TASKS FOR THIS EXERCISE ->
1. Can you reproduce, word for word, the stretch of the MapReduce forum post from "Below r my classes" through "be really helpful."?
2. Would you resume the MapReduce forum post from the point where it stops?

DOCUMENT TEXT ->

....

Home | About | Sematext search-lucene.com search-hadoop.com
NEW: Monitor These Apps!
elasticsearch, apache solr, apache hbase, hadoop, redis, casssandra, amazon cloudwatch, mysql, memcached, apache kafka, apache zookeeper, apache storm, ubuntu, centOS, red hat, debian, puppet labs, java, senseiDB
 Search Hadoop and all its subprojects:

Switch to Threaded View
MapReduce >> mail # user >> Re: WordPairCount Mapreduce question.


Copy link to this message
-
Re: WordPairCount Mapreduce question.


Hello

I have a question about how Mapreduce sorting works internally with multiple columns.

Below r my classes using 2 columns in an input file given below.
1st question: About the method hashCode, we r adding a "31 + ", i am wondering why is this required. what does 31 refer to.
2nd question: what if my input file has 3 columns instead of 2 how would you write a compare method and was wondering if anyone can map this to a real world scenario it will be really helpful.

....

DATASET CONTENT ->
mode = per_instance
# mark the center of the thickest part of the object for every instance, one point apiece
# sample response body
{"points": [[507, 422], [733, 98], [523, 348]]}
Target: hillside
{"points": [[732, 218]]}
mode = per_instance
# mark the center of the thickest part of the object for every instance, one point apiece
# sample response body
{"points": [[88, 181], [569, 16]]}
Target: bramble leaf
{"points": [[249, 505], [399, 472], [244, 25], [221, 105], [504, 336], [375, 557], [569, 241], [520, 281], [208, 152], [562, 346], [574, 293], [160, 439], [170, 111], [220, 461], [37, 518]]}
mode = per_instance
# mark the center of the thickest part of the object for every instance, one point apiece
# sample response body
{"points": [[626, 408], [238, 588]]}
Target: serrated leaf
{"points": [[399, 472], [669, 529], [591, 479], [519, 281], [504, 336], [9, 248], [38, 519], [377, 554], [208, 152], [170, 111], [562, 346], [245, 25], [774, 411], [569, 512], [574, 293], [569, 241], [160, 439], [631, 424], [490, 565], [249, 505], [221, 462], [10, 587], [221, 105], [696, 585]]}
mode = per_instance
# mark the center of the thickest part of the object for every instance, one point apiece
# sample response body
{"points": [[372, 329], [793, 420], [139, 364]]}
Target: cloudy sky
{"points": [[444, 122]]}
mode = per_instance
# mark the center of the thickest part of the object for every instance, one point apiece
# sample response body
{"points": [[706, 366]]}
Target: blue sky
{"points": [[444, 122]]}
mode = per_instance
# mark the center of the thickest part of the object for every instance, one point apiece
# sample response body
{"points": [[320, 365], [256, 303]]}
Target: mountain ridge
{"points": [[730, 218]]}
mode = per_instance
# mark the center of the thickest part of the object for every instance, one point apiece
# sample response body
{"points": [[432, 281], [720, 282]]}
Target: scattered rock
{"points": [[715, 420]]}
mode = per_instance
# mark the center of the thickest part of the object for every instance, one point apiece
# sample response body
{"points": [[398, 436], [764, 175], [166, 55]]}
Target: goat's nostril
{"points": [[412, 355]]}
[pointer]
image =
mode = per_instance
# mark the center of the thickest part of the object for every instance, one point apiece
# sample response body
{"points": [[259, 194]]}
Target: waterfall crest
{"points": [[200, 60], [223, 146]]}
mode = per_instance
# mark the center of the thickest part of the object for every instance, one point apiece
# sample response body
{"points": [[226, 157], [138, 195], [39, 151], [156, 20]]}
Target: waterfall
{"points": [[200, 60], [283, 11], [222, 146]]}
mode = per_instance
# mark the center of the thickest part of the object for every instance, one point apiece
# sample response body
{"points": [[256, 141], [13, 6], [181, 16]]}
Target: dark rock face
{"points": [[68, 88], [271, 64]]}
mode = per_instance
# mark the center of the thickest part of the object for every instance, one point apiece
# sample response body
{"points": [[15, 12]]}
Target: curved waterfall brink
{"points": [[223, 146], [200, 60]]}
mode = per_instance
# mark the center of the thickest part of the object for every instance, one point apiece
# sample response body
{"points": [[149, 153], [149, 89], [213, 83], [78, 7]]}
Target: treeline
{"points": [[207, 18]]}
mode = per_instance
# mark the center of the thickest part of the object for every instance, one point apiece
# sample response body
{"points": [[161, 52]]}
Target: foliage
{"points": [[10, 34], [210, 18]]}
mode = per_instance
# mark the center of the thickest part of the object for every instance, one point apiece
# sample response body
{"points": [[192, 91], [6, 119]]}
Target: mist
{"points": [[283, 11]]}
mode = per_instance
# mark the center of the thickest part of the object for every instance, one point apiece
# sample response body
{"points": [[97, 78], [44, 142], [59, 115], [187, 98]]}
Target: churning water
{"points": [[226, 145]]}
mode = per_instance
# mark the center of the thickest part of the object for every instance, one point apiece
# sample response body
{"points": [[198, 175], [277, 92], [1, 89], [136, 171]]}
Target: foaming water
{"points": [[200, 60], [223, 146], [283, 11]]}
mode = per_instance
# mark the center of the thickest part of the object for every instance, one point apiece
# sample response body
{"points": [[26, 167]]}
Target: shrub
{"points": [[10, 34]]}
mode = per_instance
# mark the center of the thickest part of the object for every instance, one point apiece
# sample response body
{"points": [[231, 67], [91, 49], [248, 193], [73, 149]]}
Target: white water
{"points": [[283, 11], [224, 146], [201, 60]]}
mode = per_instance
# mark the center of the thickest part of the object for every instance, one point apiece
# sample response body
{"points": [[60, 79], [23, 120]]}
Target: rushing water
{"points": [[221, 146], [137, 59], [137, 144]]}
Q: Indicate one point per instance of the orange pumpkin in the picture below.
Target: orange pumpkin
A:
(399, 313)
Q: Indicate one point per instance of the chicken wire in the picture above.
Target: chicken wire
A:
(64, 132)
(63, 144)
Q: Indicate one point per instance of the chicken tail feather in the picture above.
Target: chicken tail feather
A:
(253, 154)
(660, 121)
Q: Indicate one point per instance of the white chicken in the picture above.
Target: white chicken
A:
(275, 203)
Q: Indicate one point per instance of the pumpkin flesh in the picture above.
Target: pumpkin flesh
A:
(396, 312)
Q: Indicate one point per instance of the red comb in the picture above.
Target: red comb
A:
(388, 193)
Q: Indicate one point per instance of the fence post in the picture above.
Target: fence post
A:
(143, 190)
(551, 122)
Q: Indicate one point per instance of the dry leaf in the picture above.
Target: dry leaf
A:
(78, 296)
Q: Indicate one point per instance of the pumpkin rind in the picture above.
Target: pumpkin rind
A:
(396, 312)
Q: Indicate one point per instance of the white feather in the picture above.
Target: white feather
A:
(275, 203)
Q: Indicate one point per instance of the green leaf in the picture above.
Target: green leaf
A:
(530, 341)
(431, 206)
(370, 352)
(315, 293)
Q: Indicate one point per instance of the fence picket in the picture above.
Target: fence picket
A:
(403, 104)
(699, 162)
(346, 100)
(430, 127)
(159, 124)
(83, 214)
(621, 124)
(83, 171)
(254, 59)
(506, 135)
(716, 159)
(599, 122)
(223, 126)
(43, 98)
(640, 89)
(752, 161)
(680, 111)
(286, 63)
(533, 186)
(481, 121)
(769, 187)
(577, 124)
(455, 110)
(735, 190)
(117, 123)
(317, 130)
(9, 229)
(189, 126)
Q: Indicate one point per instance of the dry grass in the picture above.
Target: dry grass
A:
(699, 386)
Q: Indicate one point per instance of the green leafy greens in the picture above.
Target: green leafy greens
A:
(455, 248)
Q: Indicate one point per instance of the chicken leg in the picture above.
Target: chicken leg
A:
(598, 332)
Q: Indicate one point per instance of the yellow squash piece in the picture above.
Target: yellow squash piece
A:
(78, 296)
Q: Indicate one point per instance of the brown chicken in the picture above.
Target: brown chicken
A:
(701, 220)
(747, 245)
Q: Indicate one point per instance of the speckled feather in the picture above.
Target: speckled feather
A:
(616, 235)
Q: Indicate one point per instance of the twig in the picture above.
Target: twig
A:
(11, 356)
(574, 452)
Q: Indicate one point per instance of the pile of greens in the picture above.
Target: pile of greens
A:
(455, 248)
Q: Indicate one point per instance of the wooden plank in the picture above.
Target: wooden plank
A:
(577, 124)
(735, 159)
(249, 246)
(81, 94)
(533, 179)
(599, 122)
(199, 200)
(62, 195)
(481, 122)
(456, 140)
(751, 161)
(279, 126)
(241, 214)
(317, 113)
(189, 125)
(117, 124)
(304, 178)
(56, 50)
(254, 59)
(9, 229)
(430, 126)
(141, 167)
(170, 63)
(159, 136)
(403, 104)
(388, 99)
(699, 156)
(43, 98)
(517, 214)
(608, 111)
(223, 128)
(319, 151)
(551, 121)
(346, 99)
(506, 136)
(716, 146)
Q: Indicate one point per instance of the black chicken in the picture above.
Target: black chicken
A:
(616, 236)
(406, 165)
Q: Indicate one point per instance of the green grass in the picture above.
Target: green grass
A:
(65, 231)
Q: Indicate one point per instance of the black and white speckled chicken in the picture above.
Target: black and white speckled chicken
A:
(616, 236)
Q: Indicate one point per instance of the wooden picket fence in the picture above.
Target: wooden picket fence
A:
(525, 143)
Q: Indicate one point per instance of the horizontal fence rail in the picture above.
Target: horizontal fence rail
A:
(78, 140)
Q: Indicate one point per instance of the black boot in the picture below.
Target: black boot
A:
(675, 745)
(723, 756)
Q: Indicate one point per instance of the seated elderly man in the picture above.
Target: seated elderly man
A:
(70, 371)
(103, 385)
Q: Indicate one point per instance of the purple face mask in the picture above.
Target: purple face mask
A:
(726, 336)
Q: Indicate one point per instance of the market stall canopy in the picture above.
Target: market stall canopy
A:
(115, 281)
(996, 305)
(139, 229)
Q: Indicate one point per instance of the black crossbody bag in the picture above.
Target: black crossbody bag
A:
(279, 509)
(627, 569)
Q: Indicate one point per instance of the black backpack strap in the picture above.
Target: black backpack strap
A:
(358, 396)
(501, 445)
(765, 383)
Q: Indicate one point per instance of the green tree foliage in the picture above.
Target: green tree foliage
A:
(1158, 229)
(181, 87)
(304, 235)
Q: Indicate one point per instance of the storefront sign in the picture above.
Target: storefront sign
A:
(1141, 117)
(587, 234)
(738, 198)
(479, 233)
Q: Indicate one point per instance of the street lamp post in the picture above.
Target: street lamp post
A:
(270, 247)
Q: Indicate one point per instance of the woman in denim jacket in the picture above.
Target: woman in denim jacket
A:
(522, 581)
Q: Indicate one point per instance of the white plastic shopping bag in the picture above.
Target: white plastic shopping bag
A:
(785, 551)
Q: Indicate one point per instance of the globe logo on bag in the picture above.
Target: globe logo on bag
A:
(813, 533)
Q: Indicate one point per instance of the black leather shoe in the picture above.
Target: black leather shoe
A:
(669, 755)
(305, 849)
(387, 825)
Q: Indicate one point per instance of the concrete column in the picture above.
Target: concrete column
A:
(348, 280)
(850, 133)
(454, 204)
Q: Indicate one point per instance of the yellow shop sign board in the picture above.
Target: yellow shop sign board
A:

....

WRITTEN RESPONSES ->
1.
Below r my classes using 2 columns in an input file given below.
1st question: About the method hashCode, we r adding a "31 + ", i am wondering why is this required. what does 31 refer to.
2nd question: what if my input file has 3 columns instead of 2 how would you write a compare method and was wondering if anyone can map this to a real world scenario it will be really helpful.

2.
    @Override
    public int compareTo(WordPairCountKey o) {
        int diff = word1.compareTo(o.word1);
        if (diff == 0) {
            diff = word2.compareTo(o.word2);
        }
        return diff;
    }
   
    @Override
    public int hashCode() {
        return word1.hashCode() + 31 * word2.hashCode();
    }

******************************

Here is my input file wordpair.txt

******************************

a    b
a    c
a    b
a    d
b    d
e    f
b    d
e    f
b    d

**********************************
Here is my WordPairObject:

*********************************

public class WordPairCountKey implements WritableComparable<WordPairCountKey> {

    private String word1;
    private String word2;

    @Override
    public int compareTo(WordPairCountKey o) {
        int diff = word1.compareTo(o.word1);
        if (diff == 0) {
            diff = word2.compareTo(o.word2);
        }
        return diff;
    }
   
    @Override
    public int hashCode() {
        return word1.hashCode() + 31 * word2.hashCode();
    }

   
    public String getWord1() {
        return word1;
    }

    public void setWord1(String word1) {
        this.word1 = word1;
    }

    public String getWord2() {
        return word2;
    }

    public void setWord2(String word2) {
        this.word2 = word2;
    }

    @Override
    public void readFields(DataInput in) throws IOException {
        word1 = in.readUTF();
        word2 = in.readUTF();
    }

    @Override
    public void write(DataOutput out) throws IOException {
        out.writeUTF(word1);
        out.writeUTF(word2);
    }

   
    @Override
    public String toString() {
        return "[word1=" + word1 + ", word2=" + word2 + "]";
    }

}

******************************

Any help will be really appreciated.
Thanks
Sai
NEW: Monitor These Apps!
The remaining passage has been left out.